## WHAT YOU WILL DO
Write out every single entry exactly.

## MATERIAL FOR THIS TASK
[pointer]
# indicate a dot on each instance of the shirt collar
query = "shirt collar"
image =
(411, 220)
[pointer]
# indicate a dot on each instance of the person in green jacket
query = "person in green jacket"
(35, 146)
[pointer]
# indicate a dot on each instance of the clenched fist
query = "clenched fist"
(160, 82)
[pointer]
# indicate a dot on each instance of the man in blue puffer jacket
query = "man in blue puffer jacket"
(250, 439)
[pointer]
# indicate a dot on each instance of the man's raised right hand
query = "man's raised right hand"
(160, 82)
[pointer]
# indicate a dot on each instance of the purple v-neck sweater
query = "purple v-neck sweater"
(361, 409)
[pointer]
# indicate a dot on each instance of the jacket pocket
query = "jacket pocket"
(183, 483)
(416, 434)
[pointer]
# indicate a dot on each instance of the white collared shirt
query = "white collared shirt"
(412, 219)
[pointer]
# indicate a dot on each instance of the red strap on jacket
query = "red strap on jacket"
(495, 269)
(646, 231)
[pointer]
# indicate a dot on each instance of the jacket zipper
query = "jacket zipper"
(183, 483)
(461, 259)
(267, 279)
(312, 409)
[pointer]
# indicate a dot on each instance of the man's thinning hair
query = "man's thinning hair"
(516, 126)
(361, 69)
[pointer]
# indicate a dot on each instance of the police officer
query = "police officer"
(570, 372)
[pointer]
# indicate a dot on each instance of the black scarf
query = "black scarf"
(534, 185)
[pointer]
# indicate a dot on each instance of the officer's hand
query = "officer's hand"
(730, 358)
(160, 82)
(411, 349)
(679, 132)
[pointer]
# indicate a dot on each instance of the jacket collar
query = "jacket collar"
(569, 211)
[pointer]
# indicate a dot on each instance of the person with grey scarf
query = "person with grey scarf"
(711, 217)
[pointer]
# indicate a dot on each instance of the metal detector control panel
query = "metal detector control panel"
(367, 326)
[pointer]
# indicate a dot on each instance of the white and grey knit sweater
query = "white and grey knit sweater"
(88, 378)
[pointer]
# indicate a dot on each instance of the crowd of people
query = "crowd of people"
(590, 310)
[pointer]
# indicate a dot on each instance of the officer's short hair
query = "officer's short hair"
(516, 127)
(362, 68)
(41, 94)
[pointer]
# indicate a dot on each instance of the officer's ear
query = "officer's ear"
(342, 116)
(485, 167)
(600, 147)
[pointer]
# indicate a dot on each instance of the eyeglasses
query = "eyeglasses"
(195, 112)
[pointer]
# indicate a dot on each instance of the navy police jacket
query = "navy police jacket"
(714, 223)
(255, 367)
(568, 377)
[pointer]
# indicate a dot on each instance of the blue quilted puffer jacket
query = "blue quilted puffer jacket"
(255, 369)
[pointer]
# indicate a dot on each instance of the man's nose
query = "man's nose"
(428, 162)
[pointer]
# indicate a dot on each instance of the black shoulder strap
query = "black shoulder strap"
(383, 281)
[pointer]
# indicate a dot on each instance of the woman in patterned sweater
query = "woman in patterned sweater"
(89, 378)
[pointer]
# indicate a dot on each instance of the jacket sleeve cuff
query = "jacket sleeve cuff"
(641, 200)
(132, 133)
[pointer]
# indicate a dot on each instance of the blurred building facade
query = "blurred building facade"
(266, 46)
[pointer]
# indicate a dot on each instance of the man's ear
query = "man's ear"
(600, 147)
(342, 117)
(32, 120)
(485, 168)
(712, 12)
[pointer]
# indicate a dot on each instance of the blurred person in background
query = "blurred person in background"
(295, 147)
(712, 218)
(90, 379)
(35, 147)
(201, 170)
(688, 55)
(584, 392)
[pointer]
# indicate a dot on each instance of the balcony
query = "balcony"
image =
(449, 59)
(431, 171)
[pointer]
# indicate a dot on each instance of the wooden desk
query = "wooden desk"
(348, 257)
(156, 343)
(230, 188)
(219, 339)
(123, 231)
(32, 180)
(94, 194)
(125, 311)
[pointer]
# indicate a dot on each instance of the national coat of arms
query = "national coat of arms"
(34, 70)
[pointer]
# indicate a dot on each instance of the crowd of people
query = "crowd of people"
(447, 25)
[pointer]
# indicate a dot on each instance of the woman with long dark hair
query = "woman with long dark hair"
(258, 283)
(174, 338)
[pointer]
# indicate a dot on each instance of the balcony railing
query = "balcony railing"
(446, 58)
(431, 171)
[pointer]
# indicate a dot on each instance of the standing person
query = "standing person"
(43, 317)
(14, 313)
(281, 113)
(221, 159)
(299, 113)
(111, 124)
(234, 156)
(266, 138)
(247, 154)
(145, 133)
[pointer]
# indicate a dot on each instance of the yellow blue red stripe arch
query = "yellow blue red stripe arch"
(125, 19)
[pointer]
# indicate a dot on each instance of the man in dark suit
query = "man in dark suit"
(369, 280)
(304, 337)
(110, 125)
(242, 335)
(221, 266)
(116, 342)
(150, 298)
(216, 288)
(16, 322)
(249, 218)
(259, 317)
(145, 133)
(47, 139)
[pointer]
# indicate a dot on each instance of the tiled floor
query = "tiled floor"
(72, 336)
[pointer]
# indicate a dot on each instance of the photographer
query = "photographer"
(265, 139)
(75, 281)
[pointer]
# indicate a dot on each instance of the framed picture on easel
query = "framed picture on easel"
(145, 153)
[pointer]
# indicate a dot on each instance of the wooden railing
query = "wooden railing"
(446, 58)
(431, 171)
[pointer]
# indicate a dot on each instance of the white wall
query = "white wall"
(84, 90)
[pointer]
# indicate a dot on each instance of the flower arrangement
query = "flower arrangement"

## RESULT OF THIS EXERCISE
[pointer]
# indicate a dot on each instance of the shirt collar
query = "shirt collar"
image =
(411, 220)
[pointer]
# indicate a dot on each instance of the person in green jacket
query = "person in green jacket"
(35, 146)
[pointer]
# indicate a dot on each instance of the clenched fist
query = "clenched fist"
(160, 82)
[pointer]
# indicate a dot on each instance of the man in blue puffer jacket
query = "man in blue puffer jacket"
(250, 439)
[pointer]
# indicate a dot on each instance of the man's raised right hand
query = "man's raised right hand"
(160, 82)
[pointer]
# indicate a dot on each instance of the purple v-neck sweater
query = "purple v-neck sweater"
(361, 409)
[pointer]
# indicate a dot on each instance of the jacket pocket
query = "jacket pocket"
(183, 483)
(416, 434)
[pointer]
# indicate a dot on each instance of the white collared shirt
query = "white collared shirt"
(412, 219)
[pointer]
# indicate a dot on each instance of the red strap on jacket
query = "red strap on jacket"
(495, 269)
(646, 231)
[pointer]
# indicate a dot on each instance of the jacket zipper
query = "jacket zipper"
(183, 483)
(461, 259)
(267, 279)
(312, 409)
[pointer]
# indicate a dot on each instance of the man's thinning hair
query = "man's thinning hair"
(516, 126)
(361, 69)
[pointer]
# indicate a dot on each instance of the police officer
query = "police officer"
(570, 372)
[pointer]
# indicate a dot on each instance of the black scarf
query = "black scarf"
(534, 185)
[pointer]
# indicate a dot on each instance of the officer's hand
query = "officer's hand"
(730, 358)
(160, 82)
(411, 349)
(679, 132)
[pointer]
# indicate a dot on each instance of the jacket collar
query = "jacket collar"
(569, 211)
[pointer]
# indicate a dot on each instance of the person with grey scarf
query = "person with grey scarf"
(711, 217)
[pointer]
# indicate a dot on each instance of the metal detector control panel
query = "metal detector control panel"
(367, 326)
[pointer]
# indicate a dot on each instance of the white and grey knit sweater
query = "white and grey knit sweater"
(88, 378)
[pointer]
# indicate a dot on each instance of the crowd of people
query = "crowd of people"
(590, 310)
[pointer]
# indicate a dot on each instance of the officer's short hair
query = "officer's short hair"
(516, 127)
(362, 68)
(41, 94)
[pointer]
# indicate a dot on each instance of the officer's ear
query = "officer's ear"
(342, 116)
(485, 167)
(600, 147)
[pointer]
# indicate a dot on each instance of the eyeglasses
query = "eyeglasses"
(195, 112)
[pointer]
# indicate a dot on each instance of the navy police jacket
query = "navy police jacket"
(714, 223)
(255, 367)
(568, 377)
[pointer]
# indicate a dot on each instance of the blue quilted puffer jacket
query = "blue quilted puffer jacket"
(255, 369)
[pointer]
# indicate a dot on each instance of the man's nose
query = "man's nose"
(428, 162)
[pointer]
# indicate a dot on each instance of the black shoulder strap
query = "black shoulder strap"
(383, 281)
[pointer]
# indicate a dot on each instance of the woman in patterned sweater
query = "woman in patterned sweater"
(89, 378)
[pointer]
# indicate a dot on each instance of the jacket sleeve cuff
query = "jacket sleeve cuff"
(641, 200)
(132, 133)
[pointer]
# indicate a dot on each instance of the blurred building facade
query = "blurred building facade"
(266, 46)
[pointer]
# indicate a dot on each instance of the man's ear
query = "man's ear"
(600, 147)
(342, 117)
(32, 120)
(485, 168)
(712, 12)
[pointer]
# indicate a dot on each instance of the blurred person in background
query = "blurred person in background"
(295, 147)
(712, 218)
(90, 379)
(35, 147)
(201, 170)
(688, 55)
(584, 392)
[pointer]
# indicate a dot on each instance of the balcony
query = "balcony"
image =
(449, 59)
(431, 171)
[pointer]
# indicate a dot on each instance of the wooden desk
query = "wooden desk"
(348, 257)
(156, 343)
(230, 188)
(219, 339)
(123, 231)
(32, 180)
(94, 194)
(125, 311)
[pointer]
# indicate a dot on each instance of the national coat of arms
query = "national coat of arms"
(34, 70)
[pointer]
# indicate a dot on each instance of the crowd of people
query = "crowd of people"
(447, 25)
[pointer]
# indicate a dot on each instance of the woman with long dark hair
query = "woman with long dark hair"
(258, 283)
(174, 338)
[pointer]
# indicate a dot on each instance of the balcony railing
query = "balcony railing"
(446, 58)
(431, 171)
[pointer]
# indicate a dot on each instance of the standing person
query = "standing person"
(43, 317)
(14, 313)
(281, 113)
(221, 159)
(299, 113)
(111, 124)
(234, 156)
(266, 138)
(247, 154)
(145, 133)
[pointer]
# indicate a dot on each instance of the yellow blue red stripe arch
query = "yellow blue red stripe arch"
(125, 19)
[pointer]
# indicate a dot on each instance of the man in dark suit
query = "man in dark suit"
(369, 280)
(304, 337)
(110, 125)
(242, 335)
(221, 266)
(116, 342)
(150, 298)
(216, 288)
(16, 322)
(249, 218)
(259, 317)
(145, 133)
(47, 139)
[pointer]
# indicate a dot on each instance of the tiled floor
query = "tiled floor"
(72, 336)
[pointer]
# indicate a dot on each instance of the photographer
query = "photographer"
(265, 139)
(75, 281)
[pointer]
# indicate a dot on each instance of the framed picture on easel
query = "framed picture on easel"
(145, 153)
[pointer]
# indicate a dot on each instance of the wooden railing
query = "wooden railing"
(446, 58)
(431, 171)
[pointer]
# indicate a dot on each instance of the white wall
query = "white wall"
(84, 90)
[pointer]
# indicate a dot on each instance of the flower arrangement
query = "flower arrangement"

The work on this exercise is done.